> Texte de lecture:
-----

C’est la structure du rêve. On se fait un film (rêves du matin) et on le maîtrise si bien qu’on finit par se rendre compte qu’on est le réalisateur de ce qui se passe sous nos yeux. Puis, du coup, on trouve une astuce de narration qui permet de retomber sur ses pattes et on est hypercontent. En principe, c’est le moment où l’on se réveille.

Un peu la même chose avec le scénario de Lisa Mandel, qui aime les filles, les doubles et l'invagination des récits. Dans Vertige (le nom d'une des deux héroïnes), c'est une conférence entre animaux de la forêt qui aboutit à la péripétie rêvée : «J'ai une idée ! - Le serpent a une idée. - Fourmis rouges ! Allez ronger les liens de la jeune fille ! - Il fallait y penser !» Pendant la discussion on voit chaque animal parler, chacun avec sa bulle, mais le «il fallait y penser» est attribué quant à lui à toute la forêt, dans un plan d'ensemble comme un zoom arrière où l'on ne voit que les arbres, les montagnes au loin, et qui clôt la planche en marquant l'unité de la faune et de la flore.

-----

> Entrées:
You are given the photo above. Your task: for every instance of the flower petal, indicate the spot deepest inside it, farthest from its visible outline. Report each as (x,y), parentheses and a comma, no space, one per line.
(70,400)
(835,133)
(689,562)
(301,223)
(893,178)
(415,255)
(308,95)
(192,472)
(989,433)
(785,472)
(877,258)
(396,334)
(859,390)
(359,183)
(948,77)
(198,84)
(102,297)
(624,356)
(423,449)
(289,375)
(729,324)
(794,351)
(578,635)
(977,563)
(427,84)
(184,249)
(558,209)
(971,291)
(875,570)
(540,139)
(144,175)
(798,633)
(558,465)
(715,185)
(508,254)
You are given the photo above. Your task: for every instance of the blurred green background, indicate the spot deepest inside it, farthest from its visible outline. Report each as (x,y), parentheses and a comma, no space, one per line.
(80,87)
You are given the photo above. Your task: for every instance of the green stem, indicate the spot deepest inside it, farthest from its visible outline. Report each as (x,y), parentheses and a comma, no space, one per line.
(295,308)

-----

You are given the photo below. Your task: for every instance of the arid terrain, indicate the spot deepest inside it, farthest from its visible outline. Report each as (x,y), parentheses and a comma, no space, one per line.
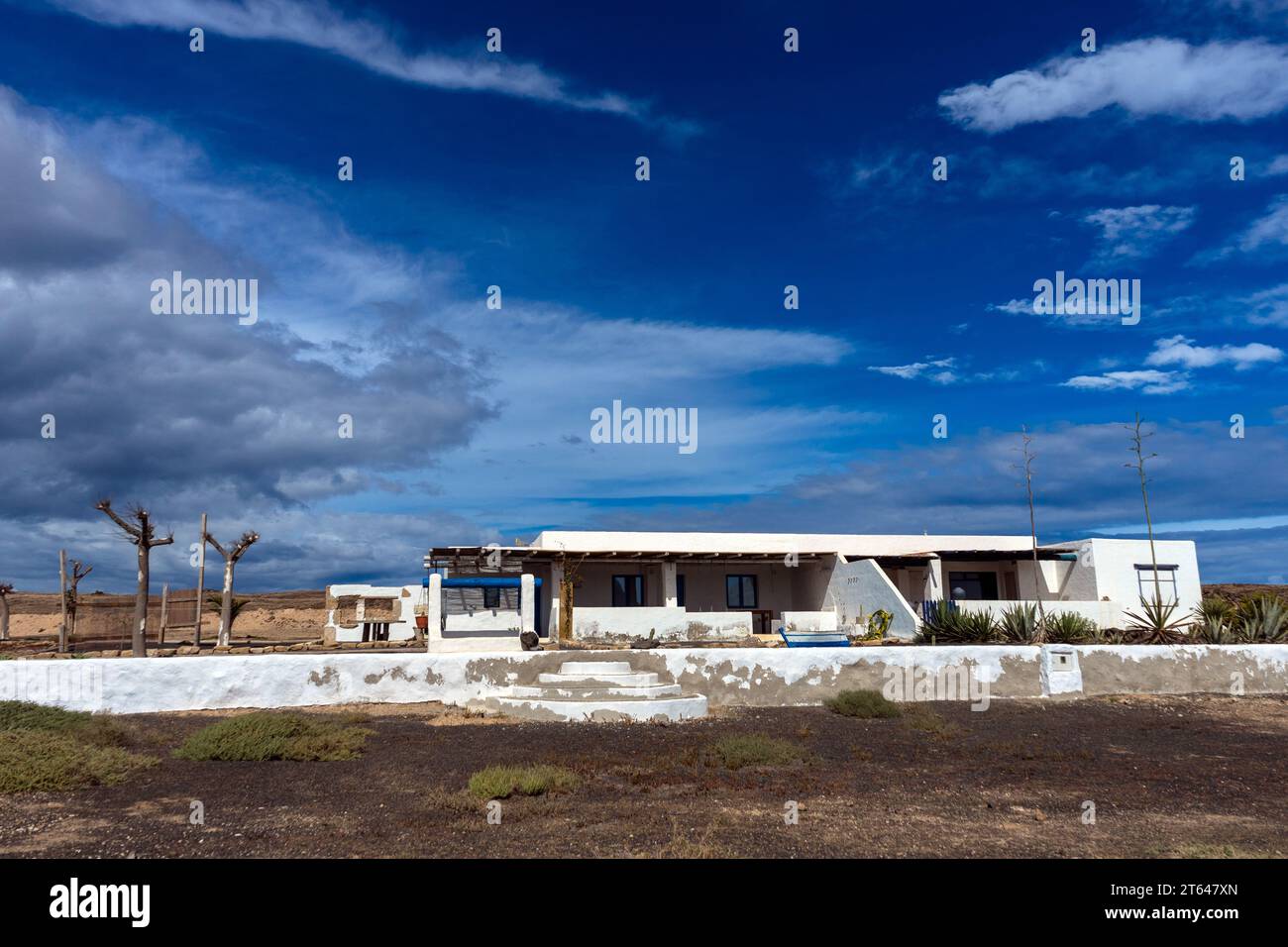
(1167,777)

-----

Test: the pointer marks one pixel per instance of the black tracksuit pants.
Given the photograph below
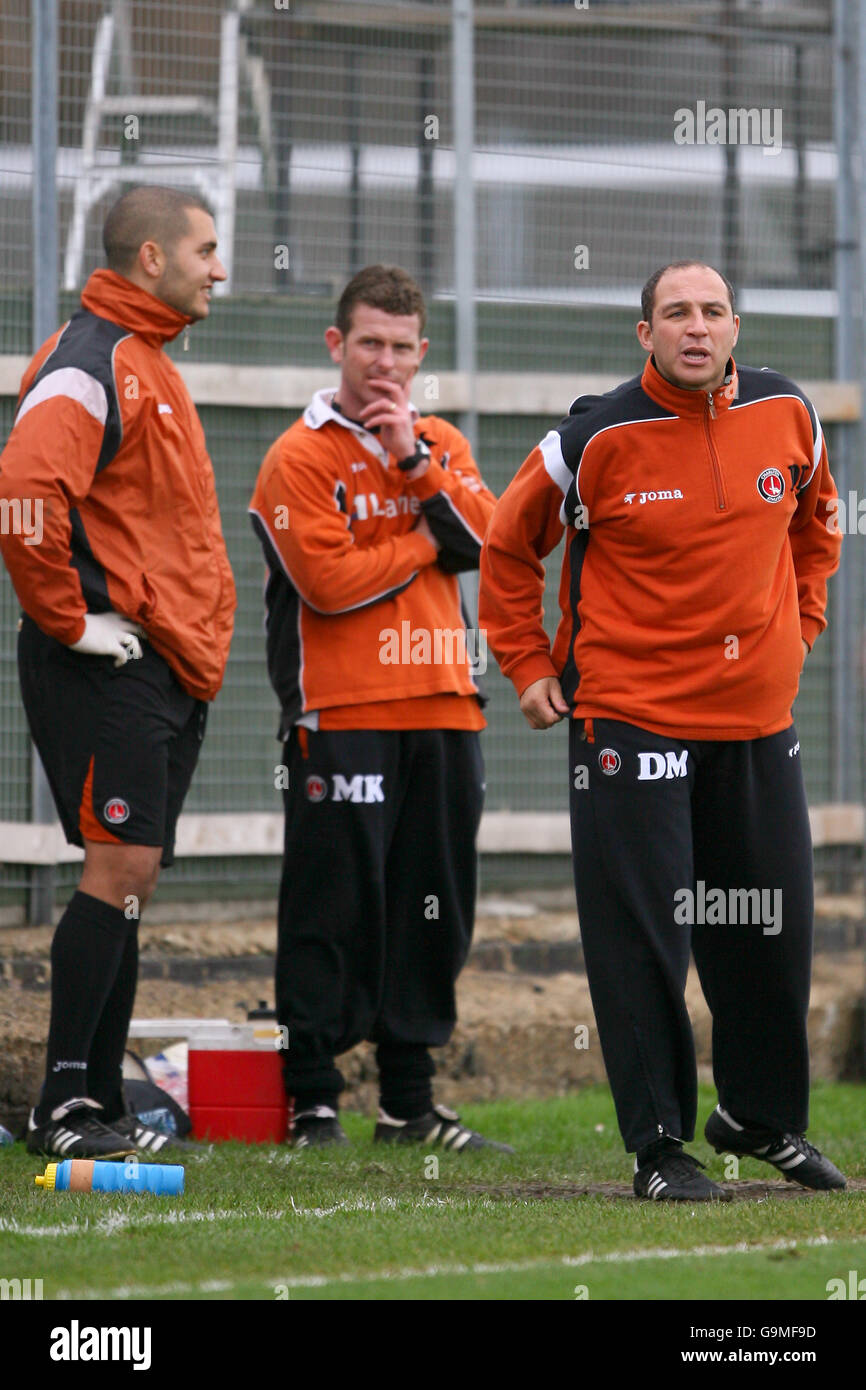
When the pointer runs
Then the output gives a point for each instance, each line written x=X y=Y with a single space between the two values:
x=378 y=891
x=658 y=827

-----

> Consigne 1:
Résumez le texte de lecture en deux phrases.
> Consigne 2:
Énumérez tout ce que Lisa Mandel aime selon le texte de lecture.
> Consigne 3:
Reproduisez le passage du texte de lecture qui s'ouvre sur les mots contenant "C’est la structure" et se ferme sur "l’on se réveille.".
Les entrées ne sont pas nécessaires ici.

> Corrigé 1:
Le rêve suit une structure précise : on se fait un film, on comprend qu'on en est le réalisateur, puis on trouve une astuce de narration pour retomber sur ses pattes, et c'est en principe à ce moment que l'on se réveille. Le scénario de Vertige, de Lisa Mandel, fonctionne un peu de la même façon : une conférence entre animaux de la forêt aboutit à la péripétie rêvée, et la réplique « Il fallait y penser ! » est attribuée à toute la forêt dans un plan d'ensemble qui clôt la planche.

> Corrigé 2:
Les filles ; les doubles ; l'invagination des récits.

> Corrigé 3:
C’est la structure du rêve. On se fait un film (rêves du matin) et on le maîtrise si bien qu’on finit par se rendre compte qu’on est le réalisateur de ce qui se passe sous nos yeux. Puis, du coup, on trouve une astuce de narration qui permet de retomber sur ses pattes et on est hypercontent. En principe, c’est le moment où l’on se réveille.